● **Page extract**
○ ○ ○

Capacitive touchscreens are by far the most commonly used method of touch sensing in the elec­tronics industry, and consist of varying layers of transparent lenses, substrates, adhesives, and indium-tin-oxide (ITO) electrodes. Together, these elements are known as touchscreen panels (TSPs) or stack-ups. Depending on the type of product in which they will be used, each stack-up and electrode pattern is customized for its intended environment and use. A stack-up contains an LCD layer, followed by a sub­strate, a pattern of horizontally and vertically aligned dia­mond-shaped ITO electrodes, and finally an optically clear adhesive layer that bonds the glass cover onto the screen.
 At Cypress, multiphysics simulation and simula­tion apps have emerged as key tools for ensuring effective product development, allowing design­ers to predict and opti­mize the behavior of numerous designs with­out needing to build mul­tiple physical prototypes.

As a rule of thumb, touch­screens must track fin­ger or stylus positions with high accuracy. This means that at any point in time, a touchscreen must not only be able to determine that it is being touched by an object of variable size, but also where, for how long, and whether the “touch object” is moving in a cer­tain direction. To achieve this, a capacitive sensor is composed of a pattern of horizontally and vertically connected ITO electrodes, where a touch object is sensed at the grid intersec­tion. When a finger or stylus touches the screen’s surface, it distorts the electrostatic field and causes a measur­able change in the coupling capacitance between the transmitting and receiv­ing electrodes.
Depending on where and how the touchscreen will be used, the stack-up components are configured in a variety of ways. “The design of a touch­ screen stack-up for the automotive industry is very different than one used in, say, a laptop,” says Vavaroutsos. “My job at Cypress is to design dif­ferent stack-ups for dif­ferent consumer products, taking into account such things as how interactions between a horizontally mounted GPS, for example, will differ from a smart­phone, which can be held and interacted with in a myriad of different ways.”
Cypress R&D engineers create multiple electrostatic simulations for a par­ticular device geometry and for many different parameters, what the team refers to as a “design box”.

○ ○ ○

● **Dataset entries**

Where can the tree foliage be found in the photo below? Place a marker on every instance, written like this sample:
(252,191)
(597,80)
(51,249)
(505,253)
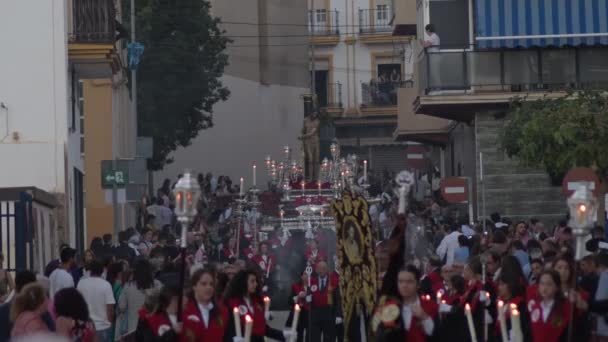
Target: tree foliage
(178,78)
(559,133)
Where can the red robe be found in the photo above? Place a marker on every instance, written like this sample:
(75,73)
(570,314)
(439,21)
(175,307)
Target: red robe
(194,328)
(556,324)
(416,331)
(256,312)
(265,266)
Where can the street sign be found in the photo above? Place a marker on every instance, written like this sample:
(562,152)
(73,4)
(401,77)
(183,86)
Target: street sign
(454,189)
(111,177)
(580,176)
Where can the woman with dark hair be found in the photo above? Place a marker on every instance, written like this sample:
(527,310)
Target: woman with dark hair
(550,313)
(205,319)
(406,317)
(245,294)
(134,293)
(511,292)
(72,314)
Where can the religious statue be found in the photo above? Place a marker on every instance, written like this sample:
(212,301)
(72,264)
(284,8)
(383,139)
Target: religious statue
(310,142)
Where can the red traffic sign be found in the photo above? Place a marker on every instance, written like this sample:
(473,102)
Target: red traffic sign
(455,190)
(580,176)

○ ○ ○

● **Exercise requirements**
a – In the touchscreen text, rewrite the stretch from "As a rule of" through "and receiv­ing electrodes.", swapping "coupling capacitance" for "mutual capacitance".
b – According to the first sentence of the touchscreen text, what kinds of layers make up a capacitive touchscreen? List them all.

● **Problem solutions**
a –
As a rule of thumb, touch­screens must track fin­ger or stylus positions with high accuracy. This means that at any point in time, a touchscreen must not only be able to determine that it is being touched by an object of variable size, but also where, for how long, and whether the “touch object” is moving in a cer­tain direction. To achieve this, a capacitive sensor is composed of a pattern of horizontally and vertically connected ITO electrodes, where a touch object is sensed at the grid intersec­tion. When a finger or stylus touches the screen’s surface, it distorts the electrostatic field and causes a measur­able change in the mutual capacitance between the transmitting and receiv­ing electrodes.

b –
- transparent lenses
- substrates
- adhesives
- indium-tin-oxide (ITO) electrodes